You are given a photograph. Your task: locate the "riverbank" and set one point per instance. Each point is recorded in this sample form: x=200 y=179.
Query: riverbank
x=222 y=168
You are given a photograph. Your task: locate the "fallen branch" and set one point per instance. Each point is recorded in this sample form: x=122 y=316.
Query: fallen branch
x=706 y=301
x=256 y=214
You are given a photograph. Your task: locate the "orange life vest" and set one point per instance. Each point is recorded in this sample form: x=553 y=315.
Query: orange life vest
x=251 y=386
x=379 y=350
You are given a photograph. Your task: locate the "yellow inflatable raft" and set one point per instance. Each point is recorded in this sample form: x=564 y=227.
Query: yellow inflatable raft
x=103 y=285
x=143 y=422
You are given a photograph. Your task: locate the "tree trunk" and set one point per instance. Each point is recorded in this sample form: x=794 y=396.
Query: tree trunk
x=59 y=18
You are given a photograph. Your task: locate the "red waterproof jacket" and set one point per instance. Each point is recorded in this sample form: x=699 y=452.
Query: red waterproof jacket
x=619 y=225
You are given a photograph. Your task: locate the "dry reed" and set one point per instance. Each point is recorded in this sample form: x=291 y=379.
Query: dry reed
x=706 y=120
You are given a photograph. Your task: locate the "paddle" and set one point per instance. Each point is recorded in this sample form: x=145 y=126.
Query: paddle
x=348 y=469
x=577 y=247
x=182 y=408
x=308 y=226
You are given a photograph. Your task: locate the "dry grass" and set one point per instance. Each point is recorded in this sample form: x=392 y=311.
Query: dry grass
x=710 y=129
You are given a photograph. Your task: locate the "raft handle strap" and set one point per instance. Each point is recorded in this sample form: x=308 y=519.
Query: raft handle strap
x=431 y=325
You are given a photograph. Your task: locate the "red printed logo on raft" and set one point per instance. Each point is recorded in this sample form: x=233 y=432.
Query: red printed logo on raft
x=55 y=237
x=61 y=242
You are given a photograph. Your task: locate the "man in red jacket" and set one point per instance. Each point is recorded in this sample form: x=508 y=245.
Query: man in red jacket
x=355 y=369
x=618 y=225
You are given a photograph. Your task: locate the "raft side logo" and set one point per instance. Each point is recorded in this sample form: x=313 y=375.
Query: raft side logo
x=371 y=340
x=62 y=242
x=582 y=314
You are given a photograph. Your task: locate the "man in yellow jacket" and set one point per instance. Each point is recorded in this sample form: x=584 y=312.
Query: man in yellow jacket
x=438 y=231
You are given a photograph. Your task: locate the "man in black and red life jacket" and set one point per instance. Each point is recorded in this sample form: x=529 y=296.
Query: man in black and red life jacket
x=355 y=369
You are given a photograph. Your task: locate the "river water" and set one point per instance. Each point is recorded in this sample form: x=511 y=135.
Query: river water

(Work to be completed): Only the lines from the start of the material through the line containing "form: x=794 y=396." belong in the answer, each copied exactly.

(Response to the exercise):
You are given a photograph. Your task: locate the "riverbank" and set one point per instance. Each point is recorded in this sample form: x=200 y=179.
Query: riverbank
x=222 y=168
You are given a photograph. Your task: locate the "fallen branch" and set one point per instance. Each point is recorded in this sample form: x=122 y=316.
Query: fallen branch
x=706 y=301
x=256 y=214
You are given a photograph. Your task: locate the "orange life vest" and set one point per instance. Each point is recorded in this sample form: x=553 y=315.
Query: orange life vest
x=251 y=386
x=379 y=350
You are given a photograph. Your task: locate the "yellow inflatable raft" and set one point per instance. Each point is recorded in this sample form: x=564 y=227.
Query: yellow inflatable raft
x=103 y=285
x=143 y=422
You are given a photograph. Your task: locate the "tree trunk" and set one point per instance. Each point is recorded in this sample form: x=794 y=396.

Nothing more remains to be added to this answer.